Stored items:
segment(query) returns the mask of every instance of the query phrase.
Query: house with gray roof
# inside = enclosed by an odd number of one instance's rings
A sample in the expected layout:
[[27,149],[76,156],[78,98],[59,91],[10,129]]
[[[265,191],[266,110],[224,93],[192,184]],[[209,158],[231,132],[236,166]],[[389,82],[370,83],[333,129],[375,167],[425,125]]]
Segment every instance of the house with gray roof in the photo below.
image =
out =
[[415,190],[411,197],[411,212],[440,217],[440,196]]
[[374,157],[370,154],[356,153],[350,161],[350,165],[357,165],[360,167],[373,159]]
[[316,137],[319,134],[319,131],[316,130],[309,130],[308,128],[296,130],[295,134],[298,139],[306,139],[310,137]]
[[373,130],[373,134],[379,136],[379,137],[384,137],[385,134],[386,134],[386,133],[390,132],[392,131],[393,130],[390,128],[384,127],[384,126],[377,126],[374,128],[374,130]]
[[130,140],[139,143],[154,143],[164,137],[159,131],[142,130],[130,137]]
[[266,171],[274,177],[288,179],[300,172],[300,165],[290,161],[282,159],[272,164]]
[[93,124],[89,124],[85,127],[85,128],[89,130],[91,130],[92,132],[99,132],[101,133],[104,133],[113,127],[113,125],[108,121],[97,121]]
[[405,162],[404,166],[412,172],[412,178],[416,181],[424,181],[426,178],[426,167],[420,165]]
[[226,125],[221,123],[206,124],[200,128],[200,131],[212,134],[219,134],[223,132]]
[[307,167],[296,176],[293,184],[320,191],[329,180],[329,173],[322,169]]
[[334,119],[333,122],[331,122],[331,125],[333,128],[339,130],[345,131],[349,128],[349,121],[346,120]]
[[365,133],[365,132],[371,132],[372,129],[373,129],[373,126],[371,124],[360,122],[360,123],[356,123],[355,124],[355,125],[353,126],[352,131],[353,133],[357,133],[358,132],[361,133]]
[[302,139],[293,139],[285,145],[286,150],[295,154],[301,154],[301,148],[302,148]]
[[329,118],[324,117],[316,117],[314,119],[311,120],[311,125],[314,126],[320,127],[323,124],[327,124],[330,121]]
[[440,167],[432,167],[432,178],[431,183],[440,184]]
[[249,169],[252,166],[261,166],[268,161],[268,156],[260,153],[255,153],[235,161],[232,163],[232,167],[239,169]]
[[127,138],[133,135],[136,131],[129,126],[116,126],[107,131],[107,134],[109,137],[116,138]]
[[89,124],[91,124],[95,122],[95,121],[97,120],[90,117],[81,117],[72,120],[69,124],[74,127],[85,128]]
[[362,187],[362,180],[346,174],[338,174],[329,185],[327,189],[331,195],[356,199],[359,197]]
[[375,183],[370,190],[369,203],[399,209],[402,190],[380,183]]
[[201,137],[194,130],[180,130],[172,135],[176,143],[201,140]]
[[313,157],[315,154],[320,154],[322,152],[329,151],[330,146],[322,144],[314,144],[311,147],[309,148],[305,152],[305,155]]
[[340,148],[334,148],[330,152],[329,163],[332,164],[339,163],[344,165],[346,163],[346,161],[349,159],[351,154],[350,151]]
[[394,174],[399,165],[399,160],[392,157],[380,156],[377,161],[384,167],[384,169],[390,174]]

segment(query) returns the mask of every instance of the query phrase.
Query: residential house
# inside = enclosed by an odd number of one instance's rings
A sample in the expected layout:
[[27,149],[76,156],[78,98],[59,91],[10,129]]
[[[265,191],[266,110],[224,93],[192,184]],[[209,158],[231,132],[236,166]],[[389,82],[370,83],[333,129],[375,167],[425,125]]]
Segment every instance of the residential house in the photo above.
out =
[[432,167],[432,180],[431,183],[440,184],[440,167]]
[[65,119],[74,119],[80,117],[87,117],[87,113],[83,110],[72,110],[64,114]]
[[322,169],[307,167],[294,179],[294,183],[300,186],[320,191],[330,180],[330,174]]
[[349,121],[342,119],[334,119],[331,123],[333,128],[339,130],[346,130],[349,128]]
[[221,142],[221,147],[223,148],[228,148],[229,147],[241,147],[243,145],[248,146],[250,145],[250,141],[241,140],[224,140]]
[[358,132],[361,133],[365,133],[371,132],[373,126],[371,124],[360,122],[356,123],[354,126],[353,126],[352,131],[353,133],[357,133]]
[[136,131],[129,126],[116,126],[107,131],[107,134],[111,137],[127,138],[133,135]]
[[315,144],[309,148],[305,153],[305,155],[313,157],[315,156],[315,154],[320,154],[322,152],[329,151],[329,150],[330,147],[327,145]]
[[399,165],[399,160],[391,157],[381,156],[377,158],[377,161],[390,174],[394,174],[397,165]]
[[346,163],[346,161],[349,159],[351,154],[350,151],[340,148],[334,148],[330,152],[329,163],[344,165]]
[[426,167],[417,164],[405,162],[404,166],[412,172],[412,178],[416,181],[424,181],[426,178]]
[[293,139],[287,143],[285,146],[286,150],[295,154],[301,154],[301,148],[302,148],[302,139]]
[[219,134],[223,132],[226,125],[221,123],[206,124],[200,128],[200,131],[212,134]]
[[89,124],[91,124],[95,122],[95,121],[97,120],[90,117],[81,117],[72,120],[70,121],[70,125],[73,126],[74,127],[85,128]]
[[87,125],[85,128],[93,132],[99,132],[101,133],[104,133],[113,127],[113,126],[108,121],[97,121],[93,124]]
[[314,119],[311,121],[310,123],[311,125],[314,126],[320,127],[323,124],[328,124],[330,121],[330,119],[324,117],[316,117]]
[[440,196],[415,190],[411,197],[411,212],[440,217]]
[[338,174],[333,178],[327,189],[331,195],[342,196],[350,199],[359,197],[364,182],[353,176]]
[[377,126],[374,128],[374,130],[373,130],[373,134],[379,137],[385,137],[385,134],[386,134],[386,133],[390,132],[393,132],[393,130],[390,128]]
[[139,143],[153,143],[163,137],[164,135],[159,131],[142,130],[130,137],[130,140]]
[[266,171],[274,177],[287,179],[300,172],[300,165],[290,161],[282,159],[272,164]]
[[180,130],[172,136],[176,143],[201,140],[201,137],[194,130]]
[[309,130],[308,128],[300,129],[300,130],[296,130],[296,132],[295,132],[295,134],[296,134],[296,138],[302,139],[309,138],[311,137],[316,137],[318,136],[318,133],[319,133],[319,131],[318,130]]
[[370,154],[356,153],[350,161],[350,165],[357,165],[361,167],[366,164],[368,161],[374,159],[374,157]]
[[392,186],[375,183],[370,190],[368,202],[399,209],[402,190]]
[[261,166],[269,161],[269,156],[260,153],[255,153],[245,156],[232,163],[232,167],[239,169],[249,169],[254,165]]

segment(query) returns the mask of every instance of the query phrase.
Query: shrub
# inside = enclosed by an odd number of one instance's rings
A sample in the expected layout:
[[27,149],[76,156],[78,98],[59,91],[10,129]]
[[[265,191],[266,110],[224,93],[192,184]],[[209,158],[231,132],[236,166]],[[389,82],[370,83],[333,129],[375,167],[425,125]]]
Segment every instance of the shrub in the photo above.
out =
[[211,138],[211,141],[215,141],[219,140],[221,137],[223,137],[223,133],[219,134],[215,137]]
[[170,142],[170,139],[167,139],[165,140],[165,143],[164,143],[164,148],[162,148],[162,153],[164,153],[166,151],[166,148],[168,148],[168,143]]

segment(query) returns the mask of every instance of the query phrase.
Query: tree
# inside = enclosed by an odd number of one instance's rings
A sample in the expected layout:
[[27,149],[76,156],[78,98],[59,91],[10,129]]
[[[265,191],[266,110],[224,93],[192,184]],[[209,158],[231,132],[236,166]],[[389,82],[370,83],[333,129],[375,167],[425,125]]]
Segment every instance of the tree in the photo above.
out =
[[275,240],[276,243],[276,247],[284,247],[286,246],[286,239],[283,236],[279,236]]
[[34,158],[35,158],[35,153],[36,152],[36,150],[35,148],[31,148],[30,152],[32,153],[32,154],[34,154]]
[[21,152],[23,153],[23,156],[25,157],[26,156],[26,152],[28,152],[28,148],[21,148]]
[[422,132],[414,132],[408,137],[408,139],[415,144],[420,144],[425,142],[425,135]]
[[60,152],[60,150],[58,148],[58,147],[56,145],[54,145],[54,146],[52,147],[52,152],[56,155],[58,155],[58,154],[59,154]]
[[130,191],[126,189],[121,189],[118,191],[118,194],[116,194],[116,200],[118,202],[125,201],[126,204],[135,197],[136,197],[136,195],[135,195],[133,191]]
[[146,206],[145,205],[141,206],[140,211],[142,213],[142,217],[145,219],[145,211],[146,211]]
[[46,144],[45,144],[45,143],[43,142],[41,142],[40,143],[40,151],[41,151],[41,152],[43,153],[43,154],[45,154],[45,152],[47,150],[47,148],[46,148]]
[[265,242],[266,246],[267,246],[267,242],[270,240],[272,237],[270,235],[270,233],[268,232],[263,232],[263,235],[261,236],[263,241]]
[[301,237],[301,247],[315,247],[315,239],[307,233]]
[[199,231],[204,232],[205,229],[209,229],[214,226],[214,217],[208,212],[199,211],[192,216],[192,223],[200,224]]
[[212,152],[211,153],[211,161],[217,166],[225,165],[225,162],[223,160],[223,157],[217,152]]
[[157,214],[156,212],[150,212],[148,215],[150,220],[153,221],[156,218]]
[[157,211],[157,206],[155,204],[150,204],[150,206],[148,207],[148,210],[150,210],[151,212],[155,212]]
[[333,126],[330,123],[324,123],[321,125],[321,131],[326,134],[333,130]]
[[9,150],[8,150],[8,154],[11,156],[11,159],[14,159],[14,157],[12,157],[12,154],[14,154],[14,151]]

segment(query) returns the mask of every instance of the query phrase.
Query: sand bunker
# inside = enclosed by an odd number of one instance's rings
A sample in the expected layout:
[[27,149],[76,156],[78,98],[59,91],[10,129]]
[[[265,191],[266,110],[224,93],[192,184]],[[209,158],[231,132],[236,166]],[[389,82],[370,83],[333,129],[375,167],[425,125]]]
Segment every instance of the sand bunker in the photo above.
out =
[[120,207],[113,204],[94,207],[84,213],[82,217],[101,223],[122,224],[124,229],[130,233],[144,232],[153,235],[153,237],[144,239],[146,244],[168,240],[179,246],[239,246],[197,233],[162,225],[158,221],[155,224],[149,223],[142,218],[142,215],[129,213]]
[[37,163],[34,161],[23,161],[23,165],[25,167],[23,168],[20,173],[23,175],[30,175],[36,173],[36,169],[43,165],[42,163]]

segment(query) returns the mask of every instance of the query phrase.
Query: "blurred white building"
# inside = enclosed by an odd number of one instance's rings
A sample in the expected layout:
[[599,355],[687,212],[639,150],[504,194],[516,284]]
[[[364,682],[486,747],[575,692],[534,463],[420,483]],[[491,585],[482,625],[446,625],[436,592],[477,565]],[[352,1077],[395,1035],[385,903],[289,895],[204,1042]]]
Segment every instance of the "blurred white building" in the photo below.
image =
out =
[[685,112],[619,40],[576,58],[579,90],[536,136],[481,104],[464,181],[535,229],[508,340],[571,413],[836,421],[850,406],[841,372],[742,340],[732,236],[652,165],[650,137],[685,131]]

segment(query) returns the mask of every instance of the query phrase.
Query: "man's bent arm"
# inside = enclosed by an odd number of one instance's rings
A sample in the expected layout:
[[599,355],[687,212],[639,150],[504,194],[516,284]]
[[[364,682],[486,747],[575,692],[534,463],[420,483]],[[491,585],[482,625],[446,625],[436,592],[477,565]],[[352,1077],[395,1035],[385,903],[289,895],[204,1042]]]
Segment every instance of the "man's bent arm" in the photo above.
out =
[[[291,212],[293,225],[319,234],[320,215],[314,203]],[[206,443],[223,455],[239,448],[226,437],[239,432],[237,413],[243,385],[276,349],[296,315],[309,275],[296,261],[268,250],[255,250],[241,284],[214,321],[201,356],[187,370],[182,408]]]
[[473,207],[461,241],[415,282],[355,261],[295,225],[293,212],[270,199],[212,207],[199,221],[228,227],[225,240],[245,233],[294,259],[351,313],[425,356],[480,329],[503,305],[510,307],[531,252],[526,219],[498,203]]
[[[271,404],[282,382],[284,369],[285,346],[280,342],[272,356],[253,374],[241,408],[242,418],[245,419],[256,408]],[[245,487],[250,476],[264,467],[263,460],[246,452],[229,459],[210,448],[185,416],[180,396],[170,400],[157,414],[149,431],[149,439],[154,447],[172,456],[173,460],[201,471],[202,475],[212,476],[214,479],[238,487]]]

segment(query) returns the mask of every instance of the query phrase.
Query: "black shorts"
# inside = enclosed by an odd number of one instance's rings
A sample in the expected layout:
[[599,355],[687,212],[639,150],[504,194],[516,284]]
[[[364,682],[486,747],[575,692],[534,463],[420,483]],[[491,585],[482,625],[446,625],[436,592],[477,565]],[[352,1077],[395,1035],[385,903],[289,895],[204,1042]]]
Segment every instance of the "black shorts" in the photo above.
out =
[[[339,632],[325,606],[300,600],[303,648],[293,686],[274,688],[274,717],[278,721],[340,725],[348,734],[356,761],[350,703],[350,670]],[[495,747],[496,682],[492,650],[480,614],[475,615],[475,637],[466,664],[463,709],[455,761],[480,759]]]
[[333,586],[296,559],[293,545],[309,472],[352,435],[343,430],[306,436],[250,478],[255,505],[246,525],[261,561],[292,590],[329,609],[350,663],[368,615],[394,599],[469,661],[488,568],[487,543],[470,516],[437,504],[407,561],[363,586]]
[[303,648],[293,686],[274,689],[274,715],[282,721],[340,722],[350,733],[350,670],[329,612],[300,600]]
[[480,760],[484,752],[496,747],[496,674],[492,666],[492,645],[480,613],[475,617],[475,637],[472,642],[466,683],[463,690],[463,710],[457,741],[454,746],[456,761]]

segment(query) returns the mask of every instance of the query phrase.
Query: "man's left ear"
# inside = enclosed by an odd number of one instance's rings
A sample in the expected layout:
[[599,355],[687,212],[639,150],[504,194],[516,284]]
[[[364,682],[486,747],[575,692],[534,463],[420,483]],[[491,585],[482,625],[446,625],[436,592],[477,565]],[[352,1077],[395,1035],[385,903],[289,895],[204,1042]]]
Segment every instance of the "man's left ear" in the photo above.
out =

= WHAT THE TASK ASKS =
Gather each line in the entries that includes the string "left", and copy those lines out. Case counts.

= SOLUTION TO THIS TASK =
Query: "man's left ear"
Segment every instance of the "man's left ear" in the photo above.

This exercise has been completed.